TO DO:
Write the data below out again, exactly as each line reads.

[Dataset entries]
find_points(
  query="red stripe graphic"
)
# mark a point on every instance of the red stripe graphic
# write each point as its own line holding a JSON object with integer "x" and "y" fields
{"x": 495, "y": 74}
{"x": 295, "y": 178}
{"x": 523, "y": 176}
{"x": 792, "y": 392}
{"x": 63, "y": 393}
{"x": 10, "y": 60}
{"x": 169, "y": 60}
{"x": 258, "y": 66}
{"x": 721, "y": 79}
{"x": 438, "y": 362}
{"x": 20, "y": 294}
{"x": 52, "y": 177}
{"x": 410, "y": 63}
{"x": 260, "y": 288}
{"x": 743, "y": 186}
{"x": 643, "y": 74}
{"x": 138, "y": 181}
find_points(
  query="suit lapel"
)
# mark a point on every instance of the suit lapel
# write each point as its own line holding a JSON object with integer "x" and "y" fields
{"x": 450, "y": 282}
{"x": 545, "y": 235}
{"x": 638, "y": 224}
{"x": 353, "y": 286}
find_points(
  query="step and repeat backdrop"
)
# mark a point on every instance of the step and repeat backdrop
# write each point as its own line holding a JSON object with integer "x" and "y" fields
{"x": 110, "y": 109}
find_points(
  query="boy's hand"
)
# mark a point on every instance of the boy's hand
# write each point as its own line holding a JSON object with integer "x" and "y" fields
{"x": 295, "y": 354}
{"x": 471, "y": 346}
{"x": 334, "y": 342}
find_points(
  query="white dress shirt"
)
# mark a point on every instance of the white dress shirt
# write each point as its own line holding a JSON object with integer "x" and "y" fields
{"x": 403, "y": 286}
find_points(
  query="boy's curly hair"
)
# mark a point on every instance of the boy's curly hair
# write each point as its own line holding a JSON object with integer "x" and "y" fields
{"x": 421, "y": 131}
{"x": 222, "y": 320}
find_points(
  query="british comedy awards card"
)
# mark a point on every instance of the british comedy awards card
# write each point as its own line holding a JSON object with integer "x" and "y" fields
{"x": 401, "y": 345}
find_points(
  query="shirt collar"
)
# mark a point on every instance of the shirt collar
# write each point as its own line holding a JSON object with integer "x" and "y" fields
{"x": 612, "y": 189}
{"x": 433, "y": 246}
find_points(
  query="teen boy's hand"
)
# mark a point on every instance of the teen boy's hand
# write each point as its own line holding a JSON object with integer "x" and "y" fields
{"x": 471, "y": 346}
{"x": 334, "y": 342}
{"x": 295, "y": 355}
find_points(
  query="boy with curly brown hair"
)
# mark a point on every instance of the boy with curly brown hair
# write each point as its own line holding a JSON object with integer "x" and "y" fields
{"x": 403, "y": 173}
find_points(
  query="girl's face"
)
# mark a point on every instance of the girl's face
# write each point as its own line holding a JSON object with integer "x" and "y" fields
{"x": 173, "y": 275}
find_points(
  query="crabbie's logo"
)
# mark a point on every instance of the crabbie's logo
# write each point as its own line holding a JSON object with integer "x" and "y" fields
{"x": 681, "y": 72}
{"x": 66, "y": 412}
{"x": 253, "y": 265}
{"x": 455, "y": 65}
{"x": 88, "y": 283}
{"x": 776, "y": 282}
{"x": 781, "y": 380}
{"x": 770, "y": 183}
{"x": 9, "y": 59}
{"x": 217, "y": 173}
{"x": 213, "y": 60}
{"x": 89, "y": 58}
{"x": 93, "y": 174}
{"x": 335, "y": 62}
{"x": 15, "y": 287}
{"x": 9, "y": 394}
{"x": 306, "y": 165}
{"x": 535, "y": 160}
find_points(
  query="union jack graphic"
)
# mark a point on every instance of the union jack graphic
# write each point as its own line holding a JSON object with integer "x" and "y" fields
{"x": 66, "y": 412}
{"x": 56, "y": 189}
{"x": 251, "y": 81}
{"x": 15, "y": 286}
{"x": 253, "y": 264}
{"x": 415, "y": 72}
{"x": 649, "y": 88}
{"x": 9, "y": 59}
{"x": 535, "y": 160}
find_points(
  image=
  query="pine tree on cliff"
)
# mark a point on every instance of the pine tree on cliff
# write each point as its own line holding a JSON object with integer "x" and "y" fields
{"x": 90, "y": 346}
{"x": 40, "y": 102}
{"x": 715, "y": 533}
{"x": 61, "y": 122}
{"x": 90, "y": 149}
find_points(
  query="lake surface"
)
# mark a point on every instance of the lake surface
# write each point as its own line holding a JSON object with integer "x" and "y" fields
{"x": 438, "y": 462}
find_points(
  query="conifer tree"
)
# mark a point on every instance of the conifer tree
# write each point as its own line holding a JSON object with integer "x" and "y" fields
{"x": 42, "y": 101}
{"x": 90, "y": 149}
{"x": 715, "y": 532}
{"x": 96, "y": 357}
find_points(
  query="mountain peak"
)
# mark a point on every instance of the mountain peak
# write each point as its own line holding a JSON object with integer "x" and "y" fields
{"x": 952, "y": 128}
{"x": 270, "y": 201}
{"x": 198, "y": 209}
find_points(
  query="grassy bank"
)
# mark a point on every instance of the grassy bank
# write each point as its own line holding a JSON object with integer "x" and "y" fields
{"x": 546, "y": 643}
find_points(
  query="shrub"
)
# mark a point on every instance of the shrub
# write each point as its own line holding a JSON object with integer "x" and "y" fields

RESPONSE TO THIS EXERCISE:
find_points(
  query="red stripe graphic"
)
# mark a point on every instance of the red stripe graphic
# write each point as its own line holding a JSON object with integer "x" and "y" fields
{"x": 495, "y": 74}
{"x": 295, "y": 178}
{"x": 523, "y": 176}
{"x": 792, "y": 392}
{"x": 63, "y": 393}
{"x": 10, "y": 60}
{"x": 169, "y": 60}
{"x": 258, "y": 66}
{"x": 721, "y": 79}
{"x": 438, "y": 362}
{"x": 20, "y": 294}
{"x": 52, "y": 177}
{"x": 410, "y": 63}
{"x": 260, "y": 288}
{"x": 743, "y": 186}
{"x": 643, "y": 74}
{"x": 138, "y": 181}
find_points(
  query="suit lapel"
)
# mark a point on every instance of the suit lapel
# write each point as its own line holding a JSON object with integer "x" and "y" fields
{"x": 450, "y": 282}
{"x": 545, "y": 235}
{"x": 638, "y": 224}
{"x": 353, "y": 286}
find_points(
  query="step and repeat backdrop"
)
# mark a point on every instance of the step and repeat backdrop
# write each point as its own line holding a JSON object with integer "x" and "y" fields
{"x": 110, "y": 109}
find_points(
  query="boy's hand"
)
# mark a point on every instance of the boy's hand
# write each point as its own line holding a JSON object with integer "x" and "y" fields
{"x": 295, "y": 354}
{"x": 471, "y": 346}
{"x": 334, "y": 342}
find_points(
  query="white dress shirt"
)
# mark a point on every instance of the white dress shirt
# write each point as its own line holding a JSON object with integer "x" and "y" fields
{"x": 403, "y": 286}
find_points(
  query="boy's curly hair"
)
# mark a point on every instance of the boy's curly hair
# write each point as its own line holding a JSON object with integer "x" and "y" fields
{"x": 421, "y": 131}
{"x": 222, "y": 320}
find_points(
  query="british comedy awards card"
)
# mark a point on every instance of the british comedy awards card
# write each point as its own line holding a JSON object with integer "x" and "y" fields
{"x": 401, "y": 345}
find_points(
  query="shirt collar"
)
# mark a point on every instance of the shirt collar
# write each point as its own line holding a JSON object with integer "x" and "y" fields
{"x": 612, "y": 189}
{"x": 433, "y": 246}
find_points(
  query="teen boy's hand"
)
# mark a point on every instance of the teen boy's hand
# write each point as its own line holding a JSON object with integer "x" and "y" fields
{"x": 471, "y": 346}
{"x": 334, "y": 342}
{"x": 295, "y": 355}
find_points(
  query="boy with curly brown hair"
)
# mark a point on every instance of the boy with curly brown hair
# write each point as its own line holding a JSON object with integer "x" and "y" fields
{"x": 403, "y": 173}
find_points(
  query="girl's face"
)
# mark a point on every instance of the girl's face
# write each point as its own line holding a JSON object with integer "x" and "y" fields
{"x": 173, "y": 275}
find_points(
  query="crabbie's logo"
)
# mark a point on every instance of the crabbie's logo
# write each point as its own line holding a JSON object with integer "x" and "y" fields
{"x": 681, "y": 72}
{"x": 66, "y": 412}
{"x": 253, "y": 265}
{"x": 455, "y": 65}
{"x": 88, "y": 283}
{"x": 776, "y": 282}
{"x": 781, "y": 380}
{"x": 770, "y": 183}
{"x": 9, "y": 59}
{"x": 217, "y": 173}
{"x": 213, "y": 60}
{"x": 89, "y": 58}
{"x": 93, "y": 174}
{"x": 335, "y": 62}
{"x": 15, "y": 287}
{"x": 9, "y": 394}
{"x": 306, "y": 165}
{"x": 535, "y": 160}
find_points(
  query="union jack graphic"
)
# mark a point on every instance of the union jack graphic
# write each point as its own line holding a JSON object with integer "x" and "y" fields
{"x": 66, "y": 412}
{"x": 56, "y": 189}
{"x": 251, "y": 81}
{"x": 15, "y": 286}
{"x": 253, "y": 264}
{"x": 415, "y": 72}
{"x": 649, "y": 88}
{"x": 9, "y": 59}
{"x": 535, "y": 160}
find_points(
  image=
  query="pine tree on cliff"
)
# mark a point on every instance of the pine tree on cliff
# write each point as its own line holding a JSON object with integer "x" and "y" fields
{"x": 90, "y": 346}
{"x": 40, "y": 102}
{"x": 715, "y": 533}
{"x": 61, "y": 122}
{"x": 90, "y": 149}
find_points(
  query="lake surface"
)
# mark a point on every instance of the lake surface
# write each point as its own line holding a JSON object with integer "x" and "y" fields
{"x": 438, "y": 462}
find_points(
  query="conifer tree"
)
# mark a point on every instance of the conifer tree
# write each point as its own line holding a JSON object with integer "x" and "y" fields
{"x": 42, "y": 101}
{"x": 90, "y": 149}
{"x": 715, "y": 532}
{"x": 96, "y": 357}
find_points(
  query="mountain peak"
)
# mark a point on every instance of the mountain peak
# write each point as its own line holding a JSON object with integer "x" and "y" fields
{"x": 952, "y": 128}
{"x": 270, "y": 201}
{"x": 198, "y": 209}
find_points(
  query="grassy bank"
)
# mark a point on every instance of the grassy bank
# write each point as its own line holding a JSON object with integer "x" and "y" fields
{"x": 546, "y": 643}
find_points(
  query="shrub"
)
# mark a point on every instance of the shrub
# write each point as its own line holding a JSON object with integer "x" and "y" fields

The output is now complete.